### [STORED DATA]
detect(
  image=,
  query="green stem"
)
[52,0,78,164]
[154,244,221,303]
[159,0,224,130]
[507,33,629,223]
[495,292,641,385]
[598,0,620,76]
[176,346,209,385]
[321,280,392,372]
* * *
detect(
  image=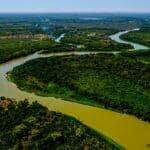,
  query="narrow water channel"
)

### [WHAT TO DO]
List every line in the two blocks above that contains the word "query", copying each one in full.

### [RESPONSE]
  query="green stem"
  query="narrow water channel"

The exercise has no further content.